練習課題:
1: このエッセイによると、『一万回のありがとう』という歌は何がきっかけで生まれたのですか？
2: このエッセイを、最後の文の後から書き進めてもらえますか？

提供された文章:
______
2024-05-14 10:00:08 | エッセイ

 

 

布施明が自ら作詞・作曲した『一万回のありがとう』という歌がある。

定年退職した友人が、家で終日過ごす身になり、

「妻というのは、実に大変なんだね。

僕が仕事一筋でこれたのもそんな妻のお陰なんだというのをつくづく思ったよ」

と語ったことが、この歌になったという。

歌詞の一部には『一万回 ありがとうと 今 君に言っても 足りないほどの 

君の愛に 支えられて きたんだね 終のすみか 安らぎ 涙もろさ 

許してくれたら 僕は君を守り続ける』とあり、

つまり、さんざん苦労をかけた妻への感謝の歌なのである。

 

           

 

だが、不器用な大方の男性はどう感謝したらよいのか分からずまごつく。

地場大手企業の役員など長年経済界の第一線で活躍されたAさんが、

80歳を迎え後進に道を譲るべく退かれた。

その後もお付き合いは続けていただいており、たまにランチをご一緒したりしている。

そんな昼時の話である。

「ご無沙汰しています。お変わりありませんか」

型通りに始まった会話は、その後ほろ苦い笑いの連続となった。

まず、Aさんの返事である。
______
元データ:
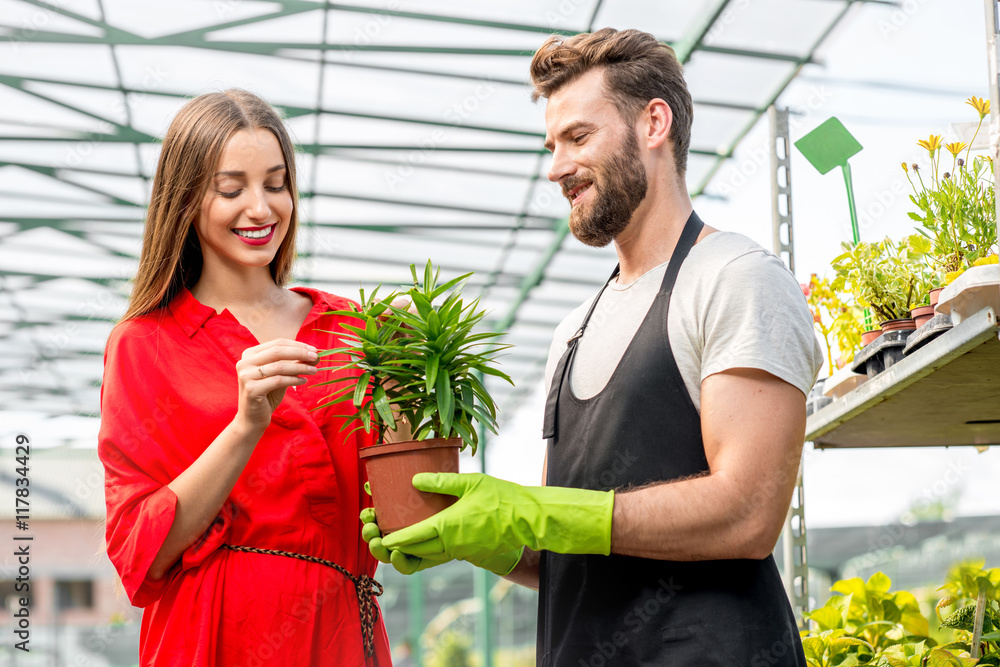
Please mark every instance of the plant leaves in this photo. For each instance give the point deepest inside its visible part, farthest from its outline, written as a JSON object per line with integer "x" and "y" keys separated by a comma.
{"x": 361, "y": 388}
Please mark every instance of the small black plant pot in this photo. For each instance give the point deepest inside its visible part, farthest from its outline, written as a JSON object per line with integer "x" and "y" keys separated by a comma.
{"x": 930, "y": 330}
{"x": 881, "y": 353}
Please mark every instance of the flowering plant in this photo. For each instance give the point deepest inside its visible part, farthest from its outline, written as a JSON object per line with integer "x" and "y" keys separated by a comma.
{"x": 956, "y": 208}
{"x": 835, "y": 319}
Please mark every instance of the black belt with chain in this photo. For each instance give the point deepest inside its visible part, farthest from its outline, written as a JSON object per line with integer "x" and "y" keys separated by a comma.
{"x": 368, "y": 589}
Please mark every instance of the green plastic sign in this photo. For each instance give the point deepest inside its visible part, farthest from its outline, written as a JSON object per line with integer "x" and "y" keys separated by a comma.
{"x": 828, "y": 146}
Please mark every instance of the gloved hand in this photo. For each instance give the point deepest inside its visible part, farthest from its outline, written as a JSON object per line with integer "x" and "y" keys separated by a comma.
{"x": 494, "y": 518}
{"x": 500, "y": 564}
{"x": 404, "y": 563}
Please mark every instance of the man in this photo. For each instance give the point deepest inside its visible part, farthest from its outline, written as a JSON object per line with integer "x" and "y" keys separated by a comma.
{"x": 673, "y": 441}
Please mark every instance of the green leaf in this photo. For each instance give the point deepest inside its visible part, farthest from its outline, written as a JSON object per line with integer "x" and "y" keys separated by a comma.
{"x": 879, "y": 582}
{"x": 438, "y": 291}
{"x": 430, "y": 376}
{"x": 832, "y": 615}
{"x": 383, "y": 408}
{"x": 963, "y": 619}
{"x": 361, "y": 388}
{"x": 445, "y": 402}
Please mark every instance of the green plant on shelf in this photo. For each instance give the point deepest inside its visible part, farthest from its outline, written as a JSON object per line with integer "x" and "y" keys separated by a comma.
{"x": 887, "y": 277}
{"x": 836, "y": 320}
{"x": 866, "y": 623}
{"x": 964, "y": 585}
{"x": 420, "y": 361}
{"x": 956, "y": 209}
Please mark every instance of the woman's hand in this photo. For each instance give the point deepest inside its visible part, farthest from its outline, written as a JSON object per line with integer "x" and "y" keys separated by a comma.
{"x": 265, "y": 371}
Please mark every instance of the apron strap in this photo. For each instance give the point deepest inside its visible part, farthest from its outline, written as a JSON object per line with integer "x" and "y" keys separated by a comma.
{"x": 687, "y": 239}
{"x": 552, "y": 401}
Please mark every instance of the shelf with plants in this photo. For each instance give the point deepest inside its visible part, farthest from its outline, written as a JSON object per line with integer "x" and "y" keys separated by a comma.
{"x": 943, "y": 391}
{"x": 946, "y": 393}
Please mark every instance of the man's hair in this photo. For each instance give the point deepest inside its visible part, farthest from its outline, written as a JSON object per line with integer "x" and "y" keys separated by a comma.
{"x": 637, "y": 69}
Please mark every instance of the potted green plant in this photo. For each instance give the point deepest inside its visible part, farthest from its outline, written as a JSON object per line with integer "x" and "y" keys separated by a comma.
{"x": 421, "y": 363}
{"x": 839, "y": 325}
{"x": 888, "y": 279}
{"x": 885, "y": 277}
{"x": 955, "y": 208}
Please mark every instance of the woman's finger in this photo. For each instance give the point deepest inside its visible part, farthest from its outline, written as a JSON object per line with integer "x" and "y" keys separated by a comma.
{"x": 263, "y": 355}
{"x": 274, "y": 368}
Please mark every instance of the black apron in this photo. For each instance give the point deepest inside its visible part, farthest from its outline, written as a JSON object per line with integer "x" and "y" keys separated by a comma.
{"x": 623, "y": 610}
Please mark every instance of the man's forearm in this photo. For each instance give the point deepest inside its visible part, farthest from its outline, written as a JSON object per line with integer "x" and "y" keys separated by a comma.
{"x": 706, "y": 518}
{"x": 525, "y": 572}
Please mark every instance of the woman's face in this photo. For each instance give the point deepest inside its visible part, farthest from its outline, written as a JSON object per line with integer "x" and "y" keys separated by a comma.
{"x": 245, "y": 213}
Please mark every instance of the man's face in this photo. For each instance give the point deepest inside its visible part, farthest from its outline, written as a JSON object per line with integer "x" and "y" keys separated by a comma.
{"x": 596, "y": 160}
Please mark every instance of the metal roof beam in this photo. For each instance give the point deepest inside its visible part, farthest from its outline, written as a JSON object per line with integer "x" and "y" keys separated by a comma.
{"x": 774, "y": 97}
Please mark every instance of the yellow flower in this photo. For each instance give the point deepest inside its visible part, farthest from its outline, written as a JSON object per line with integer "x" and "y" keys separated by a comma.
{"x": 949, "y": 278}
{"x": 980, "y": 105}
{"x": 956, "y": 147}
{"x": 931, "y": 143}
______
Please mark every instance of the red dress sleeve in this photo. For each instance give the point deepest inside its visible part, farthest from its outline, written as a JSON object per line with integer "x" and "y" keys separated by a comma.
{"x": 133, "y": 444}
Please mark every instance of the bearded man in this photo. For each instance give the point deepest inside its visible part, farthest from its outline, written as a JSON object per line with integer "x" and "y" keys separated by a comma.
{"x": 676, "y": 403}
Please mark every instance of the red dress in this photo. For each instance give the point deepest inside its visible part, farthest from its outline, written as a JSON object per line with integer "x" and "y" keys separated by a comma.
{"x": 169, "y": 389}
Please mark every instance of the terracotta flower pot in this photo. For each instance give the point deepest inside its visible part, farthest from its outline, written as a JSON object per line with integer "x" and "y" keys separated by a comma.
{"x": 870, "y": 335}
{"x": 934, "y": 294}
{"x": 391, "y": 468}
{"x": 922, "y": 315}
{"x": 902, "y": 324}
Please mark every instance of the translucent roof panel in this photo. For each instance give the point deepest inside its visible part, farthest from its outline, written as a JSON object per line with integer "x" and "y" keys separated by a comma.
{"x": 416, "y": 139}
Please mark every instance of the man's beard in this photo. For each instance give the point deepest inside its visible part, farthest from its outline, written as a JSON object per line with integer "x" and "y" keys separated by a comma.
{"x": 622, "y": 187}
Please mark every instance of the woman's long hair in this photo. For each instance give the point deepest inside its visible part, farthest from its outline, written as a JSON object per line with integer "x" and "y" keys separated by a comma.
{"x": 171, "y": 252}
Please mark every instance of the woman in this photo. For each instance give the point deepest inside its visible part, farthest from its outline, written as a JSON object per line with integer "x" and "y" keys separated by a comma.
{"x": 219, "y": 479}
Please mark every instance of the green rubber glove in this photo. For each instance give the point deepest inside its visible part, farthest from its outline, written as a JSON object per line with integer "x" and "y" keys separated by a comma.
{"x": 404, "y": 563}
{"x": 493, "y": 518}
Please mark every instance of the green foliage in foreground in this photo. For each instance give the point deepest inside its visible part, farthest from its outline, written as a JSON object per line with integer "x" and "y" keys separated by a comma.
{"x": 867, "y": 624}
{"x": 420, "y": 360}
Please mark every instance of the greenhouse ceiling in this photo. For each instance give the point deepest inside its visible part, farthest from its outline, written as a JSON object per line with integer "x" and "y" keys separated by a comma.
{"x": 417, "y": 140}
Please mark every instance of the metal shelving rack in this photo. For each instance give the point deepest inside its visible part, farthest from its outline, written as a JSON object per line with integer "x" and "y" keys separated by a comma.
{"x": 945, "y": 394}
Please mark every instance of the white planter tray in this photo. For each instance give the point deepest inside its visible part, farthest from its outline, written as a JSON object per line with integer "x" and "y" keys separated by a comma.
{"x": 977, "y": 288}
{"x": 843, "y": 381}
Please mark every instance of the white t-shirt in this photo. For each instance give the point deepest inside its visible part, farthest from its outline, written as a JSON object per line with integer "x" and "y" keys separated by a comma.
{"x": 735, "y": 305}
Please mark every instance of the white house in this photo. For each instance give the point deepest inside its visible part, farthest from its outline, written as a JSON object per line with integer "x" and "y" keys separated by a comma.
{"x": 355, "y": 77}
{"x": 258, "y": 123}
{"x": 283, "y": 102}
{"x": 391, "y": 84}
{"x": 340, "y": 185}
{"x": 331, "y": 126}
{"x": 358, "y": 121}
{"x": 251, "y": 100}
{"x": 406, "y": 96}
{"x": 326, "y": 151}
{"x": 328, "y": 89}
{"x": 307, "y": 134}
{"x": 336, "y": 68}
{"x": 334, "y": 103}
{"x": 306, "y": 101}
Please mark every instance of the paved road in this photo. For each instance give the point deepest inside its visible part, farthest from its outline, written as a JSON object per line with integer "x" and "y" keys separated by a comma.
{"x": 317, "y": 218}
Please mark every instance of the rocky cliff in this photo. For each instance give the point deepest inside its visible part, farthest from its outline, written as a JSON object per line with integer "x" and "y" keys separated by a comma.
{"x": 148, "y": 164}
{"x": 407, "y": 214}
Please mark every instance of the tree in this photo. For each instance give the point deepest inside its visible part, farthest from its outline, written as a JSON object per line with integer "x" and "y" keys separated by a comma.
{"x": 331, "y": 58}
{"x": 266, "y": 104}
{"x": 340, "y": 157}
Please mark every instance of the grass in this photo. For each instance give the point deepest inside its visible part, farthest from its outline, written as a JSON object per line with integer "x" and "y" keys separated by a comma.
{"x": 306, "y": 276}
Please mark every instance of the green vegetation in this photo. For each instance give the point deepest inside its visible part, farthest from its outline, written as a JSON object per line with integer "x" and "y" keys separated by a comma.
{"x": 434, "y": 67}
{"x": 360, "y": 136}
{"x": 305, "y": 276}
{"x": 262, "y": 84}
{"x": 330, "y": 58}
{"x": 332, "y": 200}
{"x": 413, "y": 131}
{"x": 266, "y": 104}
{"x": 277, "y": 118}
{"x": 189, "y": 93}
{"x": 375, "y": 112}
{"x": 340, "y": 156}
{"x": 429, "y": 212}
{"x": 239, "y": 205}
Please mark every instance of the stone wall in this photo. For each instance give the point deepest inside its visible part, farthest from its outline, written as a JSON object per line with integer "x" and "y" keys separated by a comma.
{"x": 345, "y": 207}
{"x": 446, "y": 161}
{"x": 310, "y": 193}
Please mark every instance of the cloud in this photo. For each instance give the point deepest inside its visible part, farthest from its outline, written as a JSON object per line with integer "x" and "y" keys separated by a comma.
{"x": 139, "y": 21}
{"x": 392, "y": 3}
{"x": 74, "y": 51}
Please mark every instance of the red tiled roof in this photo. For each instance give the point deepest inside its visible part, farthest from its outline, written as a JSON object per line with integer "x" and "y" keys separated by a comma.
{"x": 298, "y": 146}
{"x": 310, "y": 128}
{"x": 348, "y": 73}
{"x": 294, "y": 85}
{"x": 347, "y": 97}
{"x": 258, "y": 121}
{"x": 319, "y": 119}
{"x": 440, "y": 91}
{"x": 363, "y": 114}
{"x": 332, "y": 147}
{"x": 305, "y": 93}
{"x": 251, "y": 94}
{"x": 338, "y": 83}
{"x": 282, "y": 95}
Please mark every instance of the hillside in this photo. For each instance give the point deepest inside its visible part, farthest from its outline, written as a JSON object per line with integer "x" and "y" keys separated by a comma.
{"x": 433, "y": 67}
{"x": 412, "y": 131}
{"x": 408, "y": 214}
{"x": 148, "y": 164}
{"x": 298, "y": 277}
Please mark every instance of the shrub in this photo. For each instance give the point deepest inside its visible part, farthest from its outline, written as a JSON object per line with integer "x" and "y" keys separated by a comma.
______
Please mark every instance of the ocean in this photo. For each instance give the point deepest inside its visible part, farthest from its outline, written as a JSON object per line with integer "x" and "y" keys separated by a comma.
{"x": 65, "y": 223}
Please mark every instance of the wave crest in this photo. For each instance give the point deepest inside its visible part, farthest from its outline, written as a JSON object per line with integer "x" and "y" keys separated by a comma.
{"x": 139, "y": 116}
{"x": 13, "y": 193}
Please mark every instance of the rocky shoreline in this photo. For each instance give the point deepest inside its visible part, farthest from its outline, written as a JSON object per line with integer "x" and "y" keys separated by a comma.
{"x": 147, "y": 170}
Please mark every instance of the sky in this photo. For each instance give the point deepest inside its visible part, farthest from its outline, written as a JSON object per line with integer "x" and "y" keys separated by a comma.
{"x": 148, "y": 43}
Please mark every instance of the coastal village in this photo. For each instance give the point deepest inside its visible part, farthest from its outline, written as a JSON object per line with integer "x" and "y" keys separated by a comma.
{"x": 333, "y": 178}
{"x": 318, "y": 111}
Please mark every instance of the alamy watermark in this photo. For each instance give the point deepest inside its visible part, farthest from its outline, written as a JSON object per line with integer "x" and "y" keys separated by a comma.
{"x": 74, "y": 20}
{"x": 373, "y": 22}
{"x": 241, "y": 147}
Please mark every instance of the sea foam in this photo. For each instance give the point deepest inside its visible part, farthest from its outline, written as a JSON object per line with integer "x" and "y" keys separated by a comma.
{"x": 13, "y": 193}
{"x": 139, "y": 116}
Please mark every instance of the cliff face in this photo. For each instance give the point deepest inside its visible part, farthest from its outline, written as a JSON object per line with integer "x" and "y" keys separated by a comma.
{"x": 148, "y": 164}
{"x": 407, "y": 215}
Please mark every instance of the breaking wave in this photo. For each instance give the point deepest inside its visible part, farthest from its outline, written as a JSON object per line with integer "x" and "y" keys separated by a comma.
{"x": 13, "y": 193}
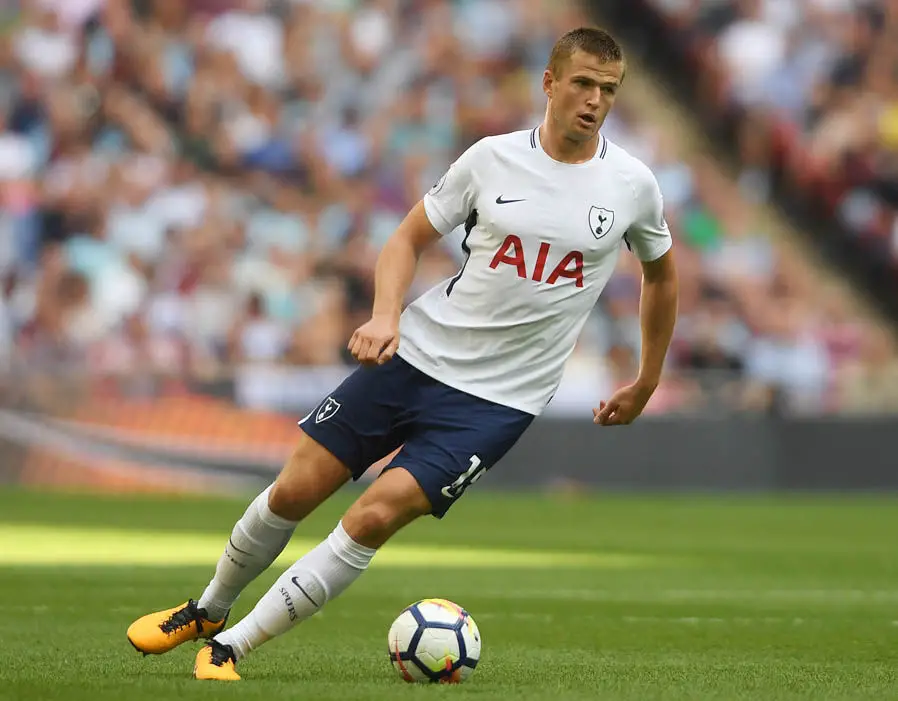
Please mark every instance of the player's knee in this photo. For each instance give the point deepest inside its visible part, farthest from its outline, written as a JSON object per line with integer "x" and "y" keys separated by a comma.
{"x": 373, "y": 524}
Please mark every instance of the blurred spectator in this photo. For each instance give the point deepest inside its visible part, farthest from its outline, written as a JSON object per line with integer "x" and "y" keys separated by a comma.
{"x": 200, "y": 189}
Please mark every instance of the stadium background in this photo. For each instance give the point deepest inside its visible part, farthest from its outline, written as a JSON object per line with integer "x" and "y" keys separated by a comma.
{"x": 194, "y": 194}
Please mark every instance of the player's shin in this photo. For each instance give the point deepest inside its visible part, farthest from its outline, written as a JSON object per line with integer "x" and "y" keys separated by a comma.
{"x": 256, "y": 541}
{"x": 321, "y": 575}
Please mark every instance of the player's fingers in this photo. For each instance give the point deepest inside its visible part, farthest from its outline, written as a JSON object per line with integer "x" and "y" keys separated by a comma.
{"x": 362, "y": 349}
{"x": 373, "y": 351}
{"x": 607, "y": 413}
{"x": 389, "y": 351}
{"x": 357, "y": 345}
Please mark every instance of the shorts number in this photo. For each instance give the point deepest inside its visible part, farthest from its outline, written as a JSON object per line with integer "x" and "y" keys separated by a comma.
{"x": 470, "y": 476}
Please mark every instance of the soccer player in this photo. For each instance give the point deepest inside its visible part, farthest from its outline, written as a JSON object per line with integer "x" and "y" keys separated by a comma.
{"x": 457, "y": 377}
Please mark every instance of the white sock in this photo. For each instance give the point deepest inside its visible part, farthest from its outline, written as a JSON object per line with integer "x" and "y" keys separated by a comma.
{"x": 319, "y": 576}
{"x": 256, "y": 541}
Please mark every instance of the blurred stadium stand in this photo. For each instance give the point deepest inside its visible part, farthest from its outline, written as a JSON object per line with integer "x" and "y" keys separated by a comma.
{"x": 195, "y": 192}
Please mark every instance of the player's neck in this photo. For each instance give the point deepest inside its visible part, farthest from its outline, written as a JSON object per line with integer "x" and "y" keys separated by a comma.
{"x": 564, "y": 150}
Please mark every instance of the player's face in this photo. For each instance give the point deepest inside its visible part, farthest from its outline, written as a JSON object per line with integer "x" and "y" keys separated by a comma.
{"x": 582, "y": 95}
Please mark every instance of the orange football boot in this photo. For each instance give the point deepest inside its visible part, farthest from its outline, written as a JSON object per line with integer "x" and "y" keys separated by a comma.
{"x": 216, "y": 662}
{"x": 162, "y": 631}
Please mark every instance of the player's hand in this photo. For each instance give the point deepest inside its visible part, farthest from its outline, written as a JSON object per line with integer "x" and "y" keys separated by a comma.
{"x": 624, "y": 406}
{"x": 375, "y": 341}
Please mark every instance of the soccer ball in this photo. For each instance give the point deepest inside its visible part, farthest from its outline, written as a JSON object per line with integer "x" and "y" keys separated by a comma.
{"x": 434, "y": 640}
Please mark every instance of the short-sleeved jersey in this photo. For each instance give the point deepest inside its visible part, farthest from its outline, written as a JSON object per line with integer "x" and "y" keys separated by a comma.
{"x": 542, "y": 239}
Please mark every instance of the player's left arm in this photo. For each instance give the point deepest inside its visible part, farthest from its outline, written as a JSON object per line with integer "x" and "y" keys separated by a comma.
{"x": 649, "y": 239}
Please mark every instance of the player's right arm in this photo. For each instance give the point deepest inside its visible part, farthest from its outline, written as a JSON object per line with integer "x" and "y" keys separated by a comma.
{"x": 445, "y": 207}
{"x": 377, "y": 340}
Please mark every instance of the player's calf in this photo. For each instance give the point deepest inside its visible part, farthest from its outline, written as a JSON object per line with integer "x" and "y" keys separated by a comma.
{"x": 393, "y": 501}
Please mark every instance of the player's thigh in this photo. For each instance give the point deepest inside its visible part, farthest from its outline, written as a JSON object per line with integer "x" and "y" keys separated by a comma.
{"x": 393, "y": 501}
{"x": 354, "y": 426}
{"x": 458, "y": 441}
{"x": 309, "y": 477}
______
解答:
1: 定年退職して家で終日過ごすようになった友人が、「妻というのは、実に大変なんだね。僕が仕事一筋でこれたのもそんな妻のお陰なんだというのをつくづく思ったよ」と語りました。その言葉がもとになって、布施明が作詞・作曲したこの歌ができたと書かれています。

2:
「ええ、ええ、〝妻の部下〟となって元気でやっておりますよ」

「何なのです。その〝妻の部下〟というのは?」と笑いながらも、

我が身を省みればおおよそ見当がつく何とも切ない話なのである。

「僕にはこれといった趣味もないし、ゴルフも腰を悪くしてドクターストップ中です。

たまに昔の仲間と食事する程度で、どうしても家に居る時間が長くなる。

すると妻が『掃除機をかけろ』『家の外回りを掃除しろ』などと、

あれこれ命令するわけです。まさに妻の部下ですよ。

しかも、なぜか日が経つにつれ妻の機嫌が悪くなりましてね…」

 

     

 

実を言えば僕も似たようなもので、退職した後はゴミ出し、風呂掃除は言うに及ばず、

掃除機をかけたり、食器を洗ったり、洗濯物を畳んだりとやるようになった。

ただ、料理だけは依然手つかずのまま、三食とも妻のお世話になりっ放し。

この程度の感謝の表し方だ。

これでもまだしもであろうか。中にはどうしてよいのかさっぱり分からず、

三食昼寝付きでゴロゴロしている人も多いという。

たまりかねて奥さんが一言言おうものなら、

「誰のおかげで、こんな生活が出来ているんだ。俺が懸命に働いてきたからだろう」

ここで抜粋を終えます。